GIVEN DATA:
— BEGIN —
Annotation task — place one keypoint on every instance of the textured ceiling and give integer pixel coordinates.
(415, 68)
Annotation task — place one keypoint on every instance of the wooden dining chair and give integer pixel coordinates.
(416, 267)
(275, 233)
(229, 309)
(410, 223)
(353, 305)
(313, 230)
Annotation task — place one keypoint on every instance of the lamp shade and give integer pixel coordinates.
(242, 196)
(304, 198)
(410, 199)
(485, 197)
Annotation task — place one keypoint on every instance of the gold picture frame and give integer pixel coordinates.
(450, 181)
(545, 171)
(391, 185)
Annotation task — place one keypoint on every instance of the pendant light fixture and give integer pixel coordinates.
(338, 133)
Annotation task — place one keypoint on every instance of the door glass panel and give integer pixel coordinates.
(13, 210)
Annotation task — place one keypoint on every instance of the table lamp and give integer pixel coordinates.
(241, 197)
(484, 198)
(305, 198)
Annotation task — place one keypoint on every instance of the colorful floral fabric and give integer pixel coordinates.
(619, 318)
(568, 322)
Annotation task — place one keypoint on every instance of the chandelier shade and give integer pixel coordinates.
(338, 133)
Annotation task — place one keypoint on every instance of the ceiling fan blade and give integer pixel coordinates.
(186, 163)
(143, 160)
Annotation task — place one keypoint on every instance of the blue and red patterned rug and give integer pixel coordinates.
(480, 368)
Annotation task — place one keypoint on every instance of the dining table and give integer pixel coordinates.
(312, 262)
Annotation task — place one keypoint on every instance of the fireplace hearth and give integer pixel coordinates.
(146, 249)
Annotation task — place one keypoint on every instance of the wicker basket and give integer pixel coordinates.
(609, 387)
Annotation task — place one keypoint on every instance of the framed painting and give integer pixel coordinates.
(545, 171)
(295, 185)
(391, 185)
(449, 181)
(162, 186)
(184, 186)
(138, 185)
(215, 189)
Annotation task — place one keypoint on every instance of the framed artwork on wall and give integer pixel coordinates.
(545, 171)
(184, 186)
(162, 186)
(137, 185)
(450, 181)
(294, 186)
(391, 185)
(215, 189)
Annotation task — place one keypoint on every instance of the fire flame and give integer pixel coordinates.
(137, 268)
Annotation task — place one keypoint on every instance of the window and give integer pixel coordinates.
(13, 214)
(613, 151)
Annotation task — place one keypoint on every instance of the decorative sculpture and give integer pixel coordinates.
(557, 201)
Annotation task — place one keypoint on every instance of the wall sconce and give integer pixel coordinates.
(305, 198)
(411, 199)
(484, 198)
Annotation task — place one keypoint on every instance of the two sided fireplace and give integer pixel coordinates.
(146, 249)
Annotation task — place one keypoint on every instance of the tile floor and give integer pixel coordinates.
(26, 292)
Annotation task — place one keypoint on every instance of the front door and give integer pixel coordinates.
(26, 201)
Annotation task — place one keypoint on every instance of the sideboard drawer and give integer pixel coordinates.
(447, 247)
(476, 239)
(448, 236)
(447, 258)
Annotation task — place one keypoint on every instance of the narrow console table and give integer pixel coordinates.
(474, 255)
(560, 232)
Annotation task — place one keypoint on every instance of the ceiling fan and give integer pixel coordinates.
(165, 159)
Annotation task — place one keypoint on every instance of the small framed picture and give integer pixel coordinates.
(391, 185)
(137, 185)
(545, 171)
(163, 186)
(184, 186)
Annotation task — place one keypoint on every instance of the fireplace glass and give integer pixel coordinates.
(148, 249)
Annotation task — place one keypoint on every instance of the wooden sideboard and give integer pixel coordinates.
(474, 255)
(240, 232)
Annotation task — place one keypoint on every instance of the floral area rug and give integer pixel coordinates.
— END —
— BEGIN —
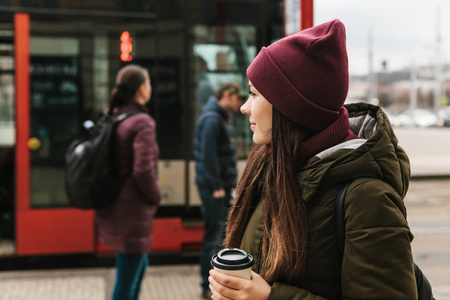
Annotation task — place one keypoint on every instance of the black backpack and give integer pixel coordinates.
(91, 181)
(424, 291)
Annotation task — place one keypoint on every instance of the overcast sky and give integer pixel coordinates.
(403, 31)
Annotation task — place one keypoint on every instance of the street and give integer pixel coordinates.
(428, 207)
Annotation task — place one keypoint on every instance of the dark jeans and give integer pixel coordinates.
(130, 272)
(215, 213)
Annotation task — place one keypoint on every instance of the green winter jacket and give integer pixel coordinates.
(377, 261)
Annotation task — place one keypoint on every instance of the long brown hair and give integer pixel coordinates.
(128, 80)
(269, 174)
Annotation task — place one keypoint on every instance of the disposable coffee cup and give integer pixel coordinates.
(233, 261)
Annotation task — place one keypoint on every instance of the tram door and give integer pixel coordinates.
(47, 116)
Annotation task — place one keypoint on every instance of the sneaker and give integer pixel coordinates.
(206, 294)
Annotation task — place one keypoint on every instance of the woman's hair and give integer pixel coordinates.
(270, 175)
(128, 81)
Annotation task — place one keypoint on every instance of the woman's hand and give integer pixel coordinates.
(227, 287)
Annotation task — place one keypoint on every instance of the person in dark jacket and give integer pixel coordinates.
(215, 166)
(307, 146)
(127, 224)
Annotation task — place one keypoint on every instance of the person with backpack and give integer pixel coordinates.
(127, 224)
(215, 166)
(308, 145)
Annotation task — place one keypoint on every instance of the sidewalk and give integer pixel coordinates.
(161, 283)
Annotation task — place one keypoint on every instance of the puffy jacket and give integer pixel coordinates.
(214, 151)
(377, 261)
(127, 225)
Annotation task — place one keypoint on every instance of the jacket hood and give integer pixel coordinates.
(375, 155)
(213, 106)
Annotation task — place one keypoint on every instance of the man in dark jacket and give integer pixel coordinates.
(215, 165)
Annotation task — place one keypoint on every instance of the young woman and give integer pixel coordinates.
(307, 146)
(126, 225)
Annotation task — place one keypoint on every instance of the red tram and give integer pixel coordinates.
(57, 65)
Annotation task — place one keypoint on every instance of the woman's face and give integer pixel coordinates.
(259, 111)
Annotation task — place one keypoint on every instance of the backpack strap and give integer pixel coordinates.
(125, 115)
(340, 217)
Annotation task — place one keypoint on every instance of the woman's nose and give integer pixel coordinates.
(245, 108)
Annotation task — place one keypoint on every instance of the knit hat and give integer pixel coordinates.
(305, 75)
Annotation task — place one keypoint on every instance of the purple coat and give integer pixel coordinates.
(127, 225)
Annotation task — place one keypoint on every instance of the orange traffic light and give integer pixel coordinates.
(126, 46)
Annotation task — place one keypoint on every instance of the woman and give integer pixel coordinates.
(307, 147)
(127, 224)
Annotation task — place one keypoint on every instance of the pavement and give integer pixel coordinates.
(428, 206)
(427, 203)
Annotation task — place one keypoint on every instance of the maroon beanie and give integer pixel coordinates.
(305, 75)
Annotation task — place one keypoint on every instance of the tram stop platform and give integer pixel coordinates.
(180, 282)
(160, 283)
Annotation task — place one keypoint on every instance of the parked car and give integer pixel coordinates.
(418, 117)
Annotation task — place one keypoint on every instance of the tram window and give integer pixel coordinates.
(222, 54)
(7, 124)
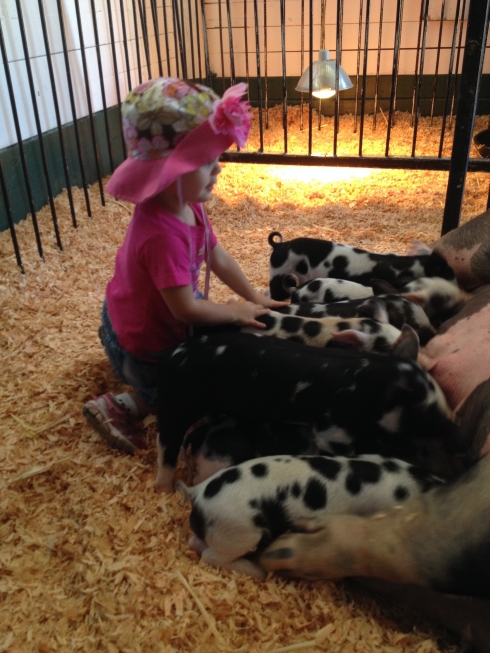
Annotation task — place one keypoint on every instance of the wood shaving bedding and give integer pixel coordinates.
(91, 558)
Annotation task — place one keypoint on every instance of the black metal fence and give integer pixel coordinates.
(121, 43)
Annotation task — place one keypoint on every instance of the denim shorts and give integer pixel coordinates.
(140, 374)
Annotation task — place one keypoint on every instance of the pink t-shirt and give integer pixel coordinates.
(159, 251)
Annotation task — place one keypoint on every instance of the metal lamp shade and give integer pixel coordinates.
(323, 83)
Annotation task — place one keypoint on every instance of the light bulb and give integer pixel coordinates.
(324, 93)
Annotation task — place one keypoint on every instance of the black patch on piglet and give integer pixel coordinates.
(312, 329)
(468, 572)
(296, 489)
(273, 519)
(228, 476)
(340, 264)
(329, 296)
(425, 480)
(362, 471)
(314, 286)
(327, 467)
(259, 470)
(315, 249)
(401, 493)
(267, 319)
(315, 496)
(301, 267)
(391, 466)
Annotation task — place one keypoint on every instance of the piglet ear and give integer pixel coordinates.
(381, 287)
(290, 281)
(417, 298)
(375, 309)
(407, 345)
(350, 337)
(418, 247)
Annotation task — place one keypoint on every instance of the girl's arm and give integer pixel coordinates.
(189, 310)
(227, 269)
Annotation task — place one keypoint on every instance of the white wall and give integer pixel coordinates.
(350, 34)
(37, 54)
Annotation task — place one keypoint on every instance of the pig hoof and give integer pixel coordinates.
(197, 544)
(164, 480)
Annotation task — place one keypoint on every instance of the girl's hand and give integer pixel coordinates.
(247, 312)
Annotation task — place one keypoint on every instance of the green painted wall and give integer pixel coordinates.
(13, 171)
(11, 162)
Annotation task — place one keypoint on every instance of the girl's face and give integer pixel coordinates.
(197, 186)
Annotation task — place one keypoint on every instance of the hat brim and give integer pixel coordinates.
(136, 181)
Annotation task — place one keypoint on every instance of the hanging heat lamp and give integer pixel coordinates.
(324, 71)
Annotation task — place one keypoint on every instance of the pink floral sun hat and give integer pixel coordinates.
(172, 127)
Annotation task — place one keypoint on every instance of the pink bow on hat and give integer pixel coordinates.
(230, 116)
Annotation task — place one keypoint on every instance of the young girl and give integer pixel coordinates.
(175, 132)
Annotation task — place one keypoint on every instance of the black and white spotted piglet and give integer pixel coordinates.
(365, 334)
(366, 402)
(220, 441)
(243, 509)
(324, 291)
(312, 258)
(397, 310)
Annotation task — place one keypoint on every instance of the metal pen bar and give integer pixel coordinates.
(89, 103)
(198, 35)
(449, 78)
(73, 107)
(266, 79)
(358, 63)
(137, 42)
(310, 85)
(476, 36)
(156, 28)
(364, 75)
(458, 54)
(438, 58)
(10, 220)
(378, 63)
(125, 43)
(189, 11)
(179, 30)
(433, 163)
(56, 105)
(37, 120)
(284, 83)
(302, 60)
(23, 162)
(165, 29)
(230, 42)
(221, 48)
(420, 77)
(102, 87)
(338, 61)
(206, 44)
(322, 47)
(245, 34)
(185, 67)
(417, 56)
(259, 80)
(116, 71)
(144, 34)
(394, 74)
— END —
— BEGIN —
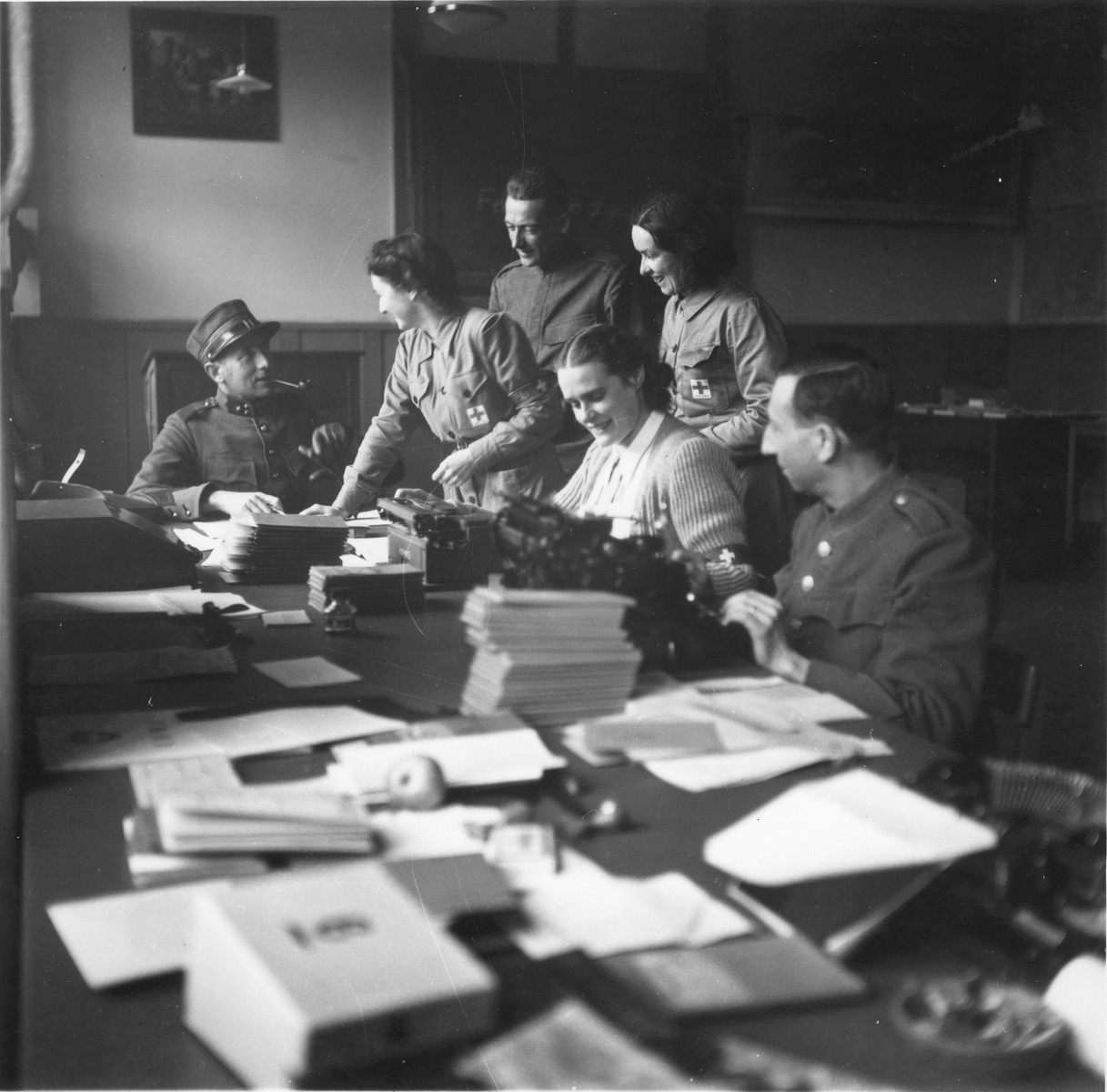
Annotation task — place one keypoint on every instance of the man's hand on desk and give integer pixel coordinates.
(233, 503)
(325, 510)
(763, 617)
— END —
GIVEN EXERCISE:
Count how many lines in the records above contain the word "table", and reply with only that number.

COMPLETE OUTPUT:
3